### Requirements
Output the following records verbatim, keeping every line unchanged.

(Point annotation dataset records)
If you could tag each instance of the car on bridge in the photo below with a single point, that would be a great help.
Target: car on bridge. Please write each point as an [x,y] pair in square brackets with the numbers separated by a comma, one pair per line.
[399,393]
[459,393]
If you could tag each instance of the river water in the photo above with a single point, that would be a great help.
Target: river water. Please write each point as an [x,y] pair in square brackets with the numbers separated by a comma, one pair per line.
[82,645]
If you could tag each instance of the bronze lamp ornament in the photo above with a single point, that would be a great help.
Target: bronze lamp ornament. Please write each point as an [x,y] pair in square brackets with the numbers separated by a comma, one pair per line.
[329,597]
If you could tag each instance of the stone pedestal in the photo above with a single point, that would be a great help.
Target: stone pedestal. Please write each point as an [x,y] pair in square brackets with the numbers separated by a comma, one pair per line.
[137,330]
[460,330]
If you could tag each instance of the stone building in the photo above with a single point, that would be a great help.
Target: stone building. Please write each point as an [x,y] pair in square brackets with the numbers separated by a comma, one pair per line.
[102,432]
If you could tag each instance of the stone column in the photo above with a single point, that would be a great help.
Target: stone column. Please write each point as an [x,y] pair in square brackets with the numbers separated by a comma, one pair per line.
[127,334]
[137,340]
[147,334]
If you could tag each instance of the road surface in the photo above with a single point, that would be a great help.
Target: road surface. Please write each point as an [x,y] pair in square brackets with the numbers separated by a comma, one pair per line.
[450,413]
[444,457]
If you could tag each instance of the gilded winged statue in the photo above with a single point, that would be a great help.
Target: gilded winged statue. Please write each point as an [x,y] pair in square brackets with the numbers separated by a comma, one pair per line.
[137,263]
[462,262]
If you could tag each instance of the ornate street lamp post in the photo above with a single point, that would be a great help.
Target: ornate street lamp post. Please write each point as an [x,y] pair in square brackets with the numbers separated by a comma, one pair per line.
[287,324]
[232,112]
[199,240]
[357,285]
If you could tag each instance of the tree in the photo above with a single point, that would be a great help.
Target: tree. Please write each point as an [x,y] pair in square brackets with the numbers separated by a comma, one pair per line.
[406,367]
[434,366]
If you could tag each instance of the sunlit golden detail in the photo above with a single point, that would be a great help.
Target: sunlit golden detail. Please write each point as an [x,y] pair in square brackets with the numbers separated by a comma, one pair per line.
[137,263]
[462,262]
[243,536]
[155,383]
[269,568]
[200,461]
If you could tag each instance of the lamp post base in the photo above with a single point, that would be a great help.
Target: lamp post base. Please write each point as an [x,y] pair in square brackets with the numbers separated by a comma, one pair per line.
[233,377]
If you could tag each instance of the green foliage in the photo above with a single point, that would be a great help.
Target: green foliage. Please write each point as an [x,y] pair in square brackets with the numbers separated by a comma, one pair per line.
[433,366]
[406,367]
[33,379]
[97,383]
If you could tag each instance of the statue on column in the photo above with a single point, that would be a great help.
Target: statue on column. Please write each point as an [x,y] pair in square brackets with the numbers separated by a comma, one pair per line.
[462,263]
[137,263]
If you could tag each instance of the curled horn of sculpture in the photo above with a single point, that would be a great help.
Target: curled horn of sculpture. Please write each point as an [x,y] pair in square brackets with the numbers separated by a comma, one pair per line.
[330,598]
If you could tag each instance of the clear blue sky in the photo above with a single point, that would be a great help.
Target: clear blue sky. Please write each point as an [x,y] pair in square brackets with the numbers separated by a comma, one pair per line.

### Exercise solution
If you could tag each instance of the car on bridge in the photo below with a single point, that would be a great help.
Target: car on bridge. Please write each point as an [x,y] pair in square brackets with the numbers separated by a comma, one pair per line.
[399,393]
[459,393]
If you could tag each instance of the river water in the photo above with a single point, that would be a great help.
Target: river water. Please write each point as an [x,y] pair in square brackets with the numbers separated by a comma, one pair per line.
[82,645]
If you could tag each instance of the bronze lamp ornament in the photo above with a single point, that would be a great help.
Target: bronze lamp ornament. Please write each point as an [x,y] pair in square brackets with the numbers separated by a comma, one pair per line.
[329,597]
If you could tag each instance of the stone pedestal in the photo above with a single point, that would be a great help.
Target: stone pedestal. Please write each point as an [x,y] pair in square brackets with the numbers separated by a comma, one pair per line.
[137,330]
[460,330]
If you could tag each instance of the stone building in the photo above with a single point, that would be a great help.
Target: stone building. Please write each point as an [x,y] pair in square brackets with the numbers separated by a comma, one pair per line.
[102,432]
If you could tag each instance of the stone column in the photo above with a single point, that would be a great help.
Target: stone column. Please write each point as an [x,y] pair in square brackets with the numbers separated by a comma, one pair per line.
[127,334]
[137,340]
[147,334]
If you could tag each instance of the road surface in the photo above with a single point, that would be a great help.
Target: road surface. Please write each point as an [x,y] pair in square brackets with the numbers separated by a comma, one pair per line.
[450,413]
[444,457]
If you could tag each instance of the gilded winged statue in the photo above with a single point, that would be a great help.
Target: gilded winged statue. Please write each point as an [x,y] pair in square brackets with the numbers separated by a comma, one pair per line.
[137,263]
[462,262]
If you could tag each instance of the ornate street lamp post in the photo above with a single point, that would be a great help.
Target: ornate street lamp post. Please write each point as an [x,y] pair in square brackets with the numbers separated by a comma, one pair per line.
[287,324]
[232,112]
[199,240]
[357,285]
If you could tag each instance of the tree in the photo above with a single point, that would be a great help.
Target: tree. Please write each point as an [x,y] pair in square brackets with the numbers separated by a comma, one pair per line.
[406,367]
[434,366]
If you could tag each instance of the sunlit golden detail in the photo above with a single point, that would be a great help.
Target: sunlit golden detail. Please write each point as an [x,y] pair in square brackets with the numbers separated by a comma, one pair per line.
[137,263]
[462,262]
[243,536]
[155,383]
[269,568]
[200,461]
If you could tag each instance of the lamp post base in the photo above with a single point, that would be a great help.
Target: lamp post base. Please write each point as an [x,y] pair in square brackets with the numbers separated by a comma, one pair per line.
[233,377]
If you could tag each instance of the green foliage in the photo above with a single point, that would be a great help.
Target: green foliage. Please write each point as an [x,y] pair in square brackets with the numbers separated by a comma, one pair per line.
[433,366]
[406,367]
[33,379]
[97,383]
If you could tag each instance of the statue on column in the photo above with a single point, that would be a great help.
Target: statue on column. Please write each point as an [x,y] pair in square brackets with the numbers separated by a comma, one pair per line.
[462,263]
[137,263]
If you could tag each instance of the curled horn of sculpture in the photo above with a single point, that would be a great help.
Target: curled horn of sculpture. Please write each point as an [x,y] pair in square brackets with the numbers separated by a comma, one pair per line.
[330,598]
If you could tag each instance of the clear blue sky in the photo above with a single point, that would be a great help.
Target: clear blue sky. Please write each point as an [x,y] pair in square brackets with the numbers separated by a comma, one pair per line.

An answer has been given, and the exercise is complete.